## Source text
= = = =

2012-10-17 Thread damien clochard

Paris, France - October 17th, 2012

DALIBO is proud to announce the release of version 2.1 of pgBadger, the
new PostgreSQL log analyzer. pgBadger is built for speed with fully
detailed reports from your PostgreSQL log file. It's a single and small
Perl script that aims to replace and to outperform the old PHP script
pgFouine.

= pgBadger 2.1 allows more flexibility =

pgBadger is back with a new release and some long-awaited features:

  * you can now use a custom log_line_prefix (see below)
  * you can provide log files compressed with gzip, bzip2 or zip tools
  * you can use log_duration instead of log_min_duration_statement

This new release comes with some bugfixes and many improvements such as :

  * Huge overhaul of the cvslog format parsing for better performance
  * New syslog-ng parser
  * Better handling of empty graphs and tables
  * Handling of autovacuum launcher messages
  * Report of configuration changes

For the complete list of changes, please checkout the release note on
https://github.com/dalibo/pgbadger/blob/master/ChangeLog

All pgBadger users should upgrade as soon as possible.

= = = =

## Supplied entries
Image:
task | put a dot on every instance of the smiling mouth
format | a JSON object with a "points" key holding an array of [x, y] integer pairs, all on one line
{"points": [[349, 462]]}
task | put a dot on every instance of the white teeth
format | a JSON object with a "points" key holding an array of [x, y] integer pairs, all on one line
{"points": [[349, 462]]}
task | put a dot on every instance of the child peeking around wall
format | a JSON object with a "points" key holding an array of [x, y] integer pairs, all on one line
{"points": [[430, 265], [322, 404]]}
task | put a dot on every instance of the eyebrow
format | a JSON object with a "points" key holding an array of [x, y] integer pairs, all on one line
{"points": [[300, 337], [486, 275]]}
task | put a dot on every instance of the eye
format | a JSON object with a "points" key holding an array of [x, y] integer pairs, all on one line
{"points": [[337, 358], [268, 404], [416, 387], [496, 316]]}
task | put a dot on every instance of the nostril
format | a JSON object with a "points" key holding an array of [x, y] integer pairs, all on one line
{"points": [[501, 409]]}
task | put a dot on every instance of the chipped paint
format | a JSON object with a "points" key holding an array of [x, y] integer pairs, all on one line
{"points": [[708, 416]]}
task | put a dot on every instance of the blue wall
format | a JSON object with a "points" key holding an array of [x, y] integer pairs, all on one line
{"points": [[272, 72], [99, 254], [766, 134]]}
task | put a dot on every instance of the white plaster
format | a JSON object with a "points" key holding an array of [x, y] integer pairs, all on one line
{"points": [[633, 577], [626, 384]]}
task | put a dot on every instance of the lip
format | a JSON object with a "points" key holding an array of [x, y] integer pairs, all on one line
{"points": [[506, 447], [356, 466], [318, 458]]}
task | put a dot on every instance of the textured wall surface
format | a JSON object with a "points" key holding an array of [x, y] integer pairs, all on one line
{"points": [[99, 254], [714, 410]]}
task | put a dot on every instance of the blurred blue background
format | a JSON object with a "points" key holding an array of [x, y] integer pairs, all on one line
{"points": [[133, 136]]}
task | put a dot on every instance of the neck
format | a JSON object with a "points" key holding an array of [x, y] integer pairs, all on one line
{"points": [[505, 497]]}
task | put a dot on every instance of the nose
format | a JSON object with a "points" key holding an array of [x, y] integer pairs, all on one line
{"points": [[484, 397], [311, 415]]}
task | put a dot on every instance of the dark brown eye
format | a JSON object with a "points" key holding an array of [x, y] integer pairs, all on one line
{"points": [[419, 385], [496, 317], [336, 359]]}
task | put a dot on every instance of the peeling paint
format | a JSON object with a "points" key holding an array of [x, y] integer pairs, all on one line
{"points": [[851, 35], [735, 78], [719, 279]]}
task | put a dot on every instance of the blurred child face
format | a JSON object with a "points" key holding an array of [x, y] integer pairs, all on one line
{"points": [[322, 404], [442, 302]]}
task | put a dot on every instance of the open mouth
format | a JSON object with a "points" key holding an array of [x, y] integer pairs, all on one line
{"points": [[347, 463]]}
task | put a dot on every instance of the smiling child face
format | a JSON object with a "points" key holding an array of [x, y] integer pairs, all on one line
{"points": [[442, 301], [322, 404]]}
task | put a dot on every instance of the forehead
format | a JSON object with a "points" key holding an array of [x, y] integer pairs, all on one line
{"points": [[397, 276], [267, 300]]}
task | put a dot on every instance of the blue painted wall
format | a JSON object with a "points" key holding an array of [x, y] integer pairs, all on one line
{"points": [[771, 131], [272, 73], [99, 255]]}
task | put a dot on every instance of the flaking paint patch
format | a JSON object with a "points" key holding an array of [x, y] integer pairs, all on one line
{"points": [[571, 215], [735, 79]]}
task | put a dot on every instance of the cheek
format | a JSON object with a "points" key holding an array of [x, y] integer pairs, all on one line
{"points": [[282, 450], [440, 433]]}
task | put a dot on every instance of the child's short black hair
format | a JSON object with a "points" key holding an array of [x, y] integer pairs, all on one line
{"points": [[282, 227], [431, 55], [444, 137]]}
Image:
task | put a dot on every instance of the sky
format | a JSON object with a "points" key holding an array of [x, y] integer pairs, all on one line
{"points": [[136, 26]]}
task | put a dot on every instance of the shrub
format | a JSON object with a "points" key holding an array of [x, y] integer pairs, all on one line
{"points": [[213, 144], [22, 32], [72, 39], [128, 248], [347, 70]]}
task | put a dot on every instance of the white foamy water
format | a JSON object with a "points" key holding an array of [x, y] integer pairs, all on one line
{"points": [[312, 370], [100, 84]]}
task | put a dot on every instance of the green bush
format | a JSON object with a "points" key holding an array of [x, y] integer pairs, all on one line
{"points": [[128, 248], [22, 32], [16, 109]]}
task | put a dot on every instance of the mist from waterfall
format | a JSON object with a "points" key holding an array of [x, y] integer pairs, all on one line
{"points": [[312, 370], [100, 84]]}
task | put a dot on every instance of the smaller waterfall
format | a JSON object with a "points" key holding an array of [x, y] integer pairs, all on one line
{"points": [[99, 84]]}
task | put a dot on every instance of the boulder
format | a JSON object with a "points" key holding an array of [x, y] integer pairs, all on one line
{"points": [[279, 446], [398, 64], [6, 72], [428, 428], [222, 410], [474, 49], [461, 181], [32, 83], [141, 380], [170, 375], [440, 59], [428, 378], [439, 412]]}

= = = =

## Actions to take
• A. According to the pgBadger release announcement, which older PHP script is pgBadger meant to replace?
• B. Pick up the pgBadger release announcement after its final sentence and keep writing it.

## Task answers
• A. pgFouine

• B.
= How to use the new --prefix parameter ? =

With pgBadger 2.1, you don't need to modify the log_line_prefix
parameter in the postgresql.conf file. Instead you can use the --prefix
option to describe your log_line_prefix to pgBadger.

For instance, you can run the following command line:

perl pgbadger --prefix '%m %u@%d %p %r %a : ' postgresql.log

However, if you are using the stderr output, you will need to log at
least the timestamp (%t), the PID (%p) and the session/line number (%l).


= Links & Credits =

DALIBO would like to thank the developers who submitted patches and the
users who reported bugs and feature requests, especially Philip Freeman,
Casey Allen Shobe and Vincent Laborie. pgBadger is an open project. Any
contribution to build a better tool is welcome. You just have to send
your ideas, features requests or patches using the GitHub tools or
directly on our mailing list.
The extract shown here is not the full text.